What to work on » Replace every "sample" in the records below with "reference" and keep everything else unchanged.

Information given »
** start **

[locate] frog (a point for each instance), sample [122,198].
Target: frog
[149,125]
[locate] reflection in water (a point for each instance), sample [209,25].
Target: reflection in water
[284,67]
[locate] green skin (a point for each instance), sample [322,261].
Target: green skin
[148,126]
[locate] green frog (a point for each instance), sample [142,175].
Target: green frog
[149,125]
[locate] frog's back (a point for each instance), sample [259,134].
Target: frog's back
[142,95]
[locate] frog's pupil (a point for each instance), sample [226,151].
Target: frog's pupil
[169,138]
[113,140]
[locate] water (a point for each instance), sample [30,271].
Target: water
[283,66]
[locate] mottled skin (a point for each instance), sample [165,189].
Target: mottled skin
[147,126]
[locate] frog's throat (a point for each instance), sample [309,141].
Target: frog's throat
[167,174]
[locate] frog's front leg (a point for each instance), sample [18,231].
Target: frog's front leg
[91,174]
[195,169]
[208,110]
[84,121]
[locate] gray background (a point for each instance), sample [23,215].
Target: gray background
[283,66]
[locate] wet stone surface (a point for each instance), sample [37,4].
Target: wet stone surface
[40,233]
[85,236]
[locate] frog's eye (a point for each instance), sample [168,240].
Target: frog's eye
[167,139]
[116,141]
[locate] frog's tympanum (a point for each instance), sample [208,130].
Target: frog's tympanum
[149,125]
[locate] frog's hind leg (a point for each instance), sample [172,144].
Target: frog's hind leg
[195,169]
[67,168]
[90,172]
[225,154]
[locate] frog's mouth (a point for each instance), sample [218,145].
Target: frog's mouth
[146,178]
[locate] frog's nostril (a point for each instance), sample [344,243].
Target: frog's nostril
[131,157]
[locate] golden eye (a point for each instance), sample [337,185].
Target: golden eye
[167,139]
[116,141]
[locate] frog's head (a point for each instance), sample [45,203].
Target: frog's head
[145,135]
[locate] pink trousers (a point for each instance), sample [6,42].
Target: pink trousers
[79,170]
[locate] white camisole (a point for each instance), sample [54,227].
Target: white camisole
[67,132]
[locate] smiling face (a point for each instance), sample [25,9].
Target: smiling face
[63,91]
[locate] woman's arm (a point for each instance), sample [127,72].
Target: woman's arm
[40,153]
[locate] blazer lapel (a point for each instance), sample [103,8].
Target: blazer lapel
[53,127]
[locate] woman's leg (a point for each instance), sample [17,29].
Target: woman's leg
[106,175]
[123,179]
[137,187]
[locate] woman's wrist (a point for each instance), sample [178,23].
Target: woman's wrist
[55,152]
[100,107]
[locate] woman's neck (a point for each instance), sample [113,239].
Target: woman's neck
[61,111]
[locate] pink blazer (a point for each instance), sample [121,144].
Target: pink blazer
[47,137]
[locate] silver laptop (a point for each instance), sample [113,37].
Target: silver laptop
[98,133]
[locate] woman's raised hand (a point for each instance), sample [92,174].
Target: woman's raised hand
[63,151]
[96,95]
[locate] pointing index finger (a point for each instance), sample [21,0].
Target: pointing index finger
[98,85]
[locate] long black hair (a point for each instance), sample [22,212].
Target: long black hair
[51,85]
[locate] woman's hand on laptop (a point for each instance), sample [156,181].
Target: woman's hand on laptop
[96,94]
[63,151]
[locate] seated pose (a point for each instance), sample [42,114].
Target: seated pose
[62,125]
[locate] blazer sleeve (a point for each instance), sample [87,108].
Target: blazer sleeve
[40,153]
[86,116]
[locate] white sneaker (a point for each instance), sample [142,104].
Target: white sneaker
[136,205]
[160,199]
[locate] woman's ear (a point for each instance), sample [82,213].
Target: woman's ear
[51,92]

** end **

Answer to the exercise »
[locate] frog (a point for each instance), reference [122,198].
Target: frog
[149,125]
[locate] reflection in water (a point for each instance), reference [209,25].
Target: reflection in water
[284,67]
[locate] green skin (a point for each instance), reference [322,261].
Target: green skin
[148,126]
[locate] green frog (a point for each instance), reference [142,175].
Target: green frog
[149,125]
[locate] frog's back (a point for each instance), reference [259,134].
Target: frog's back
[142,95]
[locate] frog's pupil (a point for each instance), reference [226,151].
Target: frog's pupil
[169,138]
[113,140]
[locate] water (a point for each instance), reference [30,271].
Target: water
[283,66]
[locate] mottled skin (a point for each instance), reference [165,189].
Target: mottled skin
[147,126]
[locate] frog's throat (a point for each instance), reference [309,141].
Target: frog's throat
[167,174]
[locate] frog's front leg (a point for each instance), reference [18,231].
Target: frog's front leg
[91,174]
[195,169]
[208,110]
[84,121]
[locate] gray background (a point for each instance), reference [23,215].
Target: gray background
[283,66]
[locate] wet stone surface (a point for each instance), reference [37,4].
Target: wet stone surface
[40,233]
[85,236]
[locate] frog's eye (a point for each instance), reference [168,240].
Target: frog's eye
[167,139]
[116,141]
[locate] frog's tympanum (a point for each instance), reference [208,130].
Target: frog's tympanum
[149,125]
[locate] frog's hind leg (a point for each instance), reference [172,144].
Target: frog's hind leg
[195,169]
[67,168]
[90,172]
[225,154]
[locate] frog's mouth (a point for each instance), reference [218,145].
Target: frog's mouth
[146,178]
[locate] frog's nostril (a point for each instance), reference [344,243].
Target: frog's nostril
[131,157]
[locate] golden eye (a point for each instance), reference [337,185].
Target: golden eye
[167,139]
[116,141]
[locate] frog's head (a point for each instance), reference [45,203].
Target: frog's head
[145,135]
[locate] pink trousers (a point for each instance), reference [6,42].
Target: pink trousers
[79,170]
[locate] white camisole (a point for each instance), reference [54,227].
Target: white camisole
[67,132]
[locate] smiling face (a point for each instance), reference [25,9].
Target: smiling face
[63,91]
[locate] woman's arm (a point for each instance), reference [127,72].
Target: woman's arm
[40,153]
[locate] blazer lapel (a point for each instance), reference [103,8].
Target: blazer lapel
[53,127]
[locate] woman's leg (a point for each instance), reference [17,29].
Target: woman's leg
[106,175]
[123,179]
[137,187]
[locate] woman's wrist (a point for each instance), reference [178,23].
Target: woman's wrist
[55,152]
[100,107]
[locate] woman's neck (a point for each instance), reference [113,239].
Target: woman's neck
[61,111]
[locate] pink blazer (a point for each instance), reference [121,144].
Target: pink blazer
[47,137]
[locate] silver laptop (a point for each instance), reference [113,37].
Target: silver laptop
[98,133]
[locate] woman's raised hand (a point for each instance), reference [92,174].
Target: woman's raised hand
[63,151]
[96,95]
[locate] pointing index finger (a point for each instance), reference [21,0].
Target: pointing index finger
[98,85]
[locate] long black hair (a point for each instance), reference [22,212].
Target: long black hair
[51,85]
[locate] woman's hand on laptop (a point for each instance), reference [156,181].
Target: woman's hand on laptop
[96,94]
[63,151]
[locate] seated pose (a point for each instance), reference [42,114].
Target: seated pose
[62,125]
[locate] blazer sleeve (a point for each instance), reference [87,108].
Target: blazer sleeve
[40,153]
[86,116]
[locate] white sneaker (a point for each instance), reference [142,104].
Target: white sneaker
[136,205]
[160,199]
[locate] woman's ear (a point for each instance), reference [82,213].
Target: woman's ear
[51,92]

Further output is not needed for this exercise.